Source document
>>>>>

Threading can increase your application's performance and scalability if it is implemented correctly. Find out the basic concepts and see how you can use them in your applications.
Written by Peter Bosch, Contributor
Using multiple threads can help you achieve greater performance, scalability, and responsiveness in your applications—but you need to be careful. This article begins a series on the tools and techniques involved in threading. I'll start with an introduction to the concept and a survey of some of the more common constructs and how to use them.

The yin and yang of threading
It's been said that one of the best things about Java is that it makes threading easy, but—at the same time—that one of the worst things about Java is that it makes threading easy. When Microsoft developed C#, it brought this ease-of-use dilemma to a whole new platform. There are more primitives to play with in C# than in Java, but the basic Java primitives of the Thread object and synchronization monitors are there in similar form and function and provide more than enough steel to hoist yourself on your own petard. So be very, very careful in making the decision to utilize explicit multithreading in your application.

<<<<<

Data lines
>>>>>

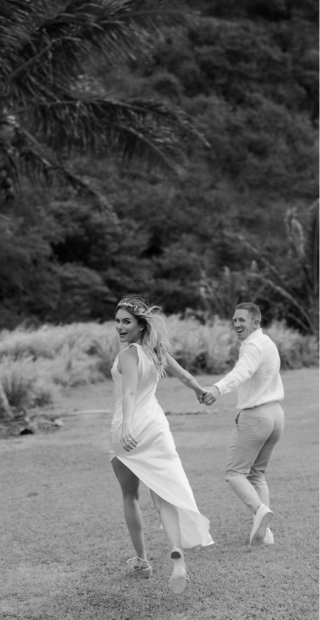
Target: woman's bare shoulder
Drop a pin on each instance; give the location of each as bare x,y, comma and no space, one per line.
129,353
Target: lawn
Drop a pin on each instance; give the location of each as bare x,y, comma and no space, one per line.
64,542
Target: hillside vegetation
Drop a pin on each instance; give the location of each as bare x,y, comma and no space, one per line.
238,221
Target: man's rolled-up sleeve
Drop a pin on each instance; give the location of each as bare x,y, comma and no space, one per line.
247,365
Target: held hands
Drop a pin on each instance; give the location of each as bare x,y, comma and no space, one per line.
209,395
127,440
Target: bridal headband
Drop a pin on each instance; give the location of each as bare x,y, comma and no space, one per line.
133,306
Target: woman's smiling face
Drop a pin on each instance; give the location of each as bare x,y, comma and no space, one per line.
127,326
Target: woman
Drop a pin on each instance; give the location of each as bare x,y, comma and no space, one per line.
142,445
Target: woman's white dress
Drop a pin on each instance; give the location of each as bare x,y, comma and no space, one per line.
155,460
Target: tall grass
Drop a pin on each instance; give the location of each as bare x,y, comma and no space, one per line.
35,364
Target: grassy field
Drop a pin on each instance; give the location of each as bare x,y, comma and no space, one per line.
64,542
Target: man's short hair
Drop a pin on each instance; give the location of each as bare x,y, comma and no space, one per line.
252,308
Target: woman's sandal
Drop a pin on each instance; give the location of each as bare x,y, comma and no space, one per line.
179,577
138,565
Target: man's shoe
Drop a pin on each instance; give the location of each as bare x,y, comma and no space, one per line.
268,539
261,521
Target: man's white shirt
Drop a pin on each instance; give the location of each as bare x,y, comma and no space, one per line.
256,376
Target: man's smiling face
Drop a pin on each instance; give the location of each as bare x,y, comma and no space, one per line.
244,323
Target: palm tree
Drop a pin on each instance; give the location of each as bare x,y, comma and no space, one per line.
47,49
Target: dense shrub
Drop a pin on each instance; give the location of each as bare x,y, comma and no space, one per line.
35,364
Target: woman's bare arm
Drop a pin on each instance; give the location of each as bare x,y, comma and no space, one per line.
128,361
185,377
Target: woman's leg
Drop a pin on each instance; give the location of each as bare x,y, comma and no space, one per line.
169,519
129,483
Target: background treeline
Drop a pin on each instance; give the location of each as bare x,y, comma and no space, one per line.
239,222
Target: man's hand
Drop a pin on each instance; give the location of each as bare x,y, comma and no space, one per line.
211,395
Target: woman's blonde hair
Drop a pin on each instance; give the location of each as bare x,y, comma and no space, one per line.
154,334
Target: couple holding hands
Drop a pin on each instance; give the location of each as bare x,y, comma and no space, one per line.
142,446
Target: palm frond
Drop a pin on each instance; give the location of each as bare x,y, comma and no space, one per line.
31,158
150,130
53,46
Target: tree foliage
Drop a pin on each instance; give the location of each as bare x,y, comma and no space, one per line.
237,225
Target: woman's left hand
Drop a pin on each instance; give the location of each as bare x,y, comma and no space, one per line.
127,440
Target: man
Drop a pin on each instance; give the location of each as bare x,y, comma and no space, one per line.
260,423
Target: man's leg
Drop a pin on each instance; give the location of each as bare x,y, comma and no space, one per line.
257,472
251,433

<<<<<

Direction 1
From the threading article, copy the passage between "Threading can increase" and "to use them.", inclusive.
Direction 2
Answer these questions from the threading article:
(a) Who is credited as the author?
(b) Which company developed C#?
(c) Which two basic Java primitives does C# have in similar form and function?
Direction 3
Pick up the article on threading in C# where it stops.

Expected answer 1
Threading can increase your application's performance and scalability if it is implemented correctly. Find out the basic concepts and see how you can use them in your applications.
Written by Peter Bosch, Contributor
Using multiple threads can help you achieve greater performance, scalability, and responsiveness in your applications—but you need to be careful. This article begins a series on the tools and techniques involved in threading. I'll start with an introduction to the concept and a survey of some of the more common constructs and how to use them.

Expected answer 2
(a) Peter Bosch
(b) Microsoft
(c) The Thread object and synchronization monitors

Expected answer 3
Why not to multithread
The first point to remember when deciding whether to avoid multithreading is that, unless you are doing weekend play-coding, do not use threading simply because it is cool. It gets hot soon enough, and if you’re not careful, your boss will, too. Second, you should not use multithreading to make things faster until you have proven to yourself (and hopefully a few others around you) that a single threaded implementation is unacceptably slow. And finally, before venturing into an explicitly multithreaded mechanism, remember that Microsoft provides an apartment model that allows an object, written as a single-threaded construct, to run in a multithreaded environment. So you may not need to explicitly code for multithreading. The apartment model is a subject for another article.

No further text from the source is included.